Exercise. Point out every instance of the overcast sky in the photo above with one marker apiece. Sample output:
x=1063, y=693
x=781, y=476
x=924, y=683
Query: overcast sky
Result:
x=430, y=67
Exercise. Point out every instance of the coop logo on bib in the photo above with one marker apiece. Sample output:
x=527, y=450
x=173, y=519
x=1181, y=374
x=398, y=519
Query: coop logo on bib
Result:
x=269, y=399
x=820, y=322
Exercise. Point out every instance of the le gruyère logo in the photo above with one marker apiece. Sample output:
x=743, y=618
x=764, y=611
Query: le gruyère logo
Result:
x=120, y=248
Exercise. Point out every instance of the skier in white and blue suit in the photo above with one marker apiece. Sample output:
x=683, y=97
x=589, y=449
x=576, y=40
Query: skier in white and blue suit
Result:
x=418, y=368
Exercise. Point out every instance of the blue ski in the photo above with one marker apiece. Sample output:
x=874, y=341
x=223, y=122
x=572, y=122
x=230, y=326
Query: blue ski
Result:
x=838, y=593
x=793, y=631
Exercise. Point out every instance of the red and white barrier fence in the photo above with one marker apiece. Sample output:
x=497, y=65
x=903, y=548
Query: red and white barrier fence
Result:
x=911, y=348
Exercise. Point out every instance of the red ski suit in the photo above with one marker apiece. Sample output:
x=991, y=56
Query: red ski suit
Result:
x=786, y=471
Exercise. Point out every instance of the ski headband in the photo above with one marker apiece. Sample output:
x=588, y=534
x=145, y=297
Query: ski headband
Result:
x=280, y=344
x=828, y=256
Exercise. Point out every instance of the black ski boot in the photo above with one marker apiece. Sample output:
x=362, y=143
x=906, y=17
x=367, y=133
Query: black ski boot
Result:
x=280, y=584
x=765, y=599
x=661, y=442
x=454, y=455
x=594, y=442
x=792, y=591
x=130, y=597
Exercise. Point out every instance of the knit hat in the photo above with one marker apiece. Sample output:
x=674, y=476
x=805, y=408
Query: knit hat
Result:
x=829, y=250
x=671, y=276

.....

### WHAT TO WORK ON:
Quote the entire listing above verbatim, from its first line to its last, without changing or omitting anything.

### ANSWER IN FULL:
Exercise. Point out every instance of the overcast sky in the photo above with one marker apiece. Sample output:
x=1063, y=693
x=781, y=476
x=924, y=683
Query: overcast sky
Result:
x=430, y=67
Exercise. Point out every instance of the coop logo on bib in the photo above with one marker apiece. Sample output:
x=527, y=450
x=173, y=519
x=1181, y=374
x=398, y=519
Query: coop logo on bib
Result:
x=269, y=399
x=820, y=322
Exercise. Point out every instance of the le gruyère logo in the photo above with one marker apiece. Sample output:
x=743, y=618
x=764, y=611
Query: le gruyère logo
Result:
x=120, y=248
Exercise. Point out every instance of the skier in white and blue suit in the photo above with one marker apiece. Sample output:
x=683, y=97
x=589, y=449
x=576, y=40
Query: skier in white and blue suit
Result:
x=418, y=368
Exercise. Point out every instance of the blue ski in the photo above with one marker apiece. Sample output:
x=874, y=341
x=223, y=122
x=572, y=122
x=230, y=326
Query: blue ski
Result:
x=838, y=593
x=793, y=631
Exercise. Point out every instance of the red and white barrier fence in the photo above with one marker apiece. Sample output:
x=497, y=65
x=903, y=548
Query: red and white barrier fence
Result:
x=911, y=348
Exercise. Point out every instance of the red ski suit in the photo above with one marker apiece. Sample output:
x=991, y=56
Query: red ski suit
Result:
x=786, y=471
Exercise. Point out every instance of the ski headband in the photo above with one marker apiece. Sample output:
x=588, y=534
x=145, y=297
Query: ski headband
Result:
x=280, y=344
x=828, y=256
Exercise. Point out every instance of the black ski boot in the photo above with one marker apiece. Sample output:
x=362, y=143
x=906, y=17
x=367, y=133
Query: black ski boot
Result:
x=280, y=584
x=765, y=599
x=661, y=442
x=454, y=455
x=594, y=442
x=792, y=591
x=130, y=597
Exercise. Point out every instance of the knit hat in the photo above with one marker apiece. Sample output:
x=674, y=476
x=805, y=408
Query: knit hat
Result:
x=829, y=250
x=671, y=276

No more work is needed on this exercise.